%%

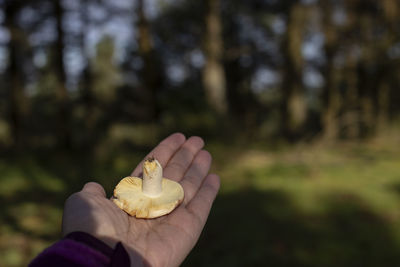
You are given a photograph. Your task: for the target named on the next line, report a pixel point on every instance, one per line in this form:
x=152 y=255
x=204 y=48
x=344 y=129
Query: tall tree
x=63 y=130
x=17 y=99
x=294 y=109
x=331 y=94
x=151 y=72
x=213 y=73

%%

Switch "tall tree" to "palm tree" in the listing above and write the whole listing out again with nothing else changed. Leave the pictures out.

### FINISHED ANSWER
You are given a photograph. Your task: for the target named on the next line, report a pixel point on every instance, one per line in this form:
x=152 y=255
x=204 y=48
x=344 y=129
Query: palm tree
x=63 y=130
x=17 y=99
x=294 y=109
x=331 y=94
x=151 y=72
x=213 y=73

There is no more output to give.